Jean Asselborn, ministre des Affaires étrangères, lors du Conseil Affaires étrangères du 18 janvier 2016 à Bruxelles (source: MAEE)Les ministres européens des Affaires étrangères se sont réunis à Bruxelles, le 18 janvier 2015, lors d’un Conseil Affaires étrangères (CAE) consacré notamment à la situation en Syrie, en Irak et en Libye. A cette occasion, les ministres ont également abordé la situation en Ukraine et plus particulièrement le processus de réforme engagé dans le pays. Lors de leur réunion mensuelle, ils ont par ailleurs été informés de la mise en œuvre de l’accord sur le nucléaire iranien.

Syrie

Le Conseil a tout d’abord débattu de la situation en Syrie ainsi que des derniers développements dans la région, en particulier les tensions croissantes entre l’Arabie saoudite et l’Iran.

Comme le précisent les conclusions du Conseil diffusées à l’issue de la réunion, les ministres ont pris note des récents progrès dans les efforts diplomatiques pour mettre fin au conflit syrien qui a causé plus de 250 000 morts en cinq ans  et ils ont discuté des préparatifs de la conférence des donateurs pour la Syrie qui se tiendra à Londres le 4 février 2016.

Dans ce contexte, les ministres ont souligné leur plein soutien à la résolution 2254 du Conseil de sécurité des Nations Unies – qui entérine une "feuille de route" pour un processus de paix en Syrie et fixe un calendrier pour les pourparlers – et ils ont examiné comment l'UE pouvait faciliter au mieux sa mise en œuvre.

"Les négociations politiques (qui devraient être lancées le 25 janvier 2016, ndlr) entre les parties syriennes à Genève doivent commencer", a estimé le Haute Représentante de l'UE pour les Affaires étrangères et la Politique de sécurité, Federica Mogherini, lors d’une conférence de presse à l’issue de la réunion, notant qu’il fallait parallèlement enregistrer des progrès sur le terrain au risque sinon de mettre en péril la crédibilité et la résilience du processus. Dans leurs conclusions, les ministres soulignent ainsi l'importance de "mesures de restauration de la confiance" sous l’égide de l’ONU telles que l'accès humanitaire et le respect du cessez-le feu, tout en condamnant les attaques contre des civils.
- - - -
» **La consigne**: Recopiez tout ce qui va de "Le Conseil a" jusqu'à "saoudite et l’Iran." dans le texte sur le Conseil Affaires étrangères, en changeant "tensions croissantes" en "tensions persistantes".

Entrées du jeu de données
- - - -
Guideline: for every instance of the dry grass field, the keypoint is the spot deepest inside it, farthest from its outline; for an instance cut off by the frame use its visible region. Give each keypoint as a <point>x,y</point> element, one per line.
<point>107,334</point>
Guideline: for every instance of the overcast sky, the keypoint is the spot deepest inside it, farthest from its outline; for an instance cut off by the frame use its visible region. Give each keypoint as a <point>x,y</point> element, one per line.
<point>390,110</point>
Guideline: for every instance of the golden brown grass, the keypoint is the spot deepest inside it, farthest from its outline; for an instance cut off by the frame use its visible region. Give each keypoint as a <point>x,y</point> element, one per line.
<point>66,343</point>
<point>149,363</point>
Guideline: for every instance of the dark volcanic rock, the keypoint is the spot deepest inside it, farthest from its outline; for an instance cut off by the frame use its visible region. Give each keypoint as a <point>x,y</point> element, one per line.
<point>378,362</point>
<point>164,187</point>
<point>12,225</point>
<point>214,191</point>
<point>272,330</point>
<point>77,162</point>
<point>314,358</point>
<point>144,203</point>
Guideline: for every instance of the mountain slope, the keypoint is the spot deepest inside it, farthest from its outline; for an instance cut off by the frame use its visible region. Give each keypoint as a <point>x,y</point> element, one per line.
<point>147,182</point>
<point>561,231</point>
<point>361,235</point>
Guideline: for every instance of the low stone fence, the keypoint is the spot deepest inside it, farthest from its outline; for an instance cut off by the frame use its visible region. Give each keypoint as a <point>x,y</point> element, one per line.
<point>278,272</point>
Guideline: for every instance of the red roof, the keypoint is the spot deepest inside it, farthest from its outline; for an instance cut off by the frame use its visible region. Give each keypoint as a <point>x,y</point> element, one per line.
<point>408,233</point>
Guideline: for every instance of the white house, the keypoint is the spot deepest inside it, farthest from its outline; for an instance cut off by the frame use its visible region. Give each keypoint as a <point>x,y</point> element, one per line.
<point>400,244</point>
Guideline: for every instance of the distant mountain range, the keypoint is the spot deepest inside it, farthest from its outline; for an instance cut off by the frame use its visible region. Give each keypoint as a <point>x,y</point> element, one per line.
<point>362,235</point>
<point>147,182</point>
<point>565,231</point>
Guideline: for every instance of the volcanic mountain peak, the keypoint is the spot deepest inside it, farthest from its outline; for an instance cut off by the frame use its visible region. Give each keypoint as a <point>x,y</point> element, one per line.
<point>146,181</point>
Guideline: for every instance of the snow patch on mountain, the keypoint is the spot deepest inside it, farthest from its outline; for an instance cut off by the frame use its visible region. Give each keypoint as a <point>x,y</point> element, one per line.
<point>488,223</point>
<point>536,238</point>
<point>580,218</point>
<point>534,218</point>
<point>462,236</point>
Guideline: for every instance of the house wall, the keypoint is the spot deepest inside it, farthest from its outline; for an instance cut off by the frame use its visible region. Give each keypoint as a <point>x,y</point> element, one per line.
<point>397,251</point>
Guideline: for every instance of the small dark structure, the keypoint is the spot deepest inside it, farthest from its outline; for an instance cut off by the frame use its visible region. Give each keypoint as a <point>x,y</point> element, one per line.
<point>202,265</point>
- - - -
» **Réponse rédigée**:
Le Conseil a tout d’abord débattu de la situation en Syrie ainsi que des derniers développements dans la région, en particulier les tensions persistantes entre l’Arabie saoudite et l’Iran.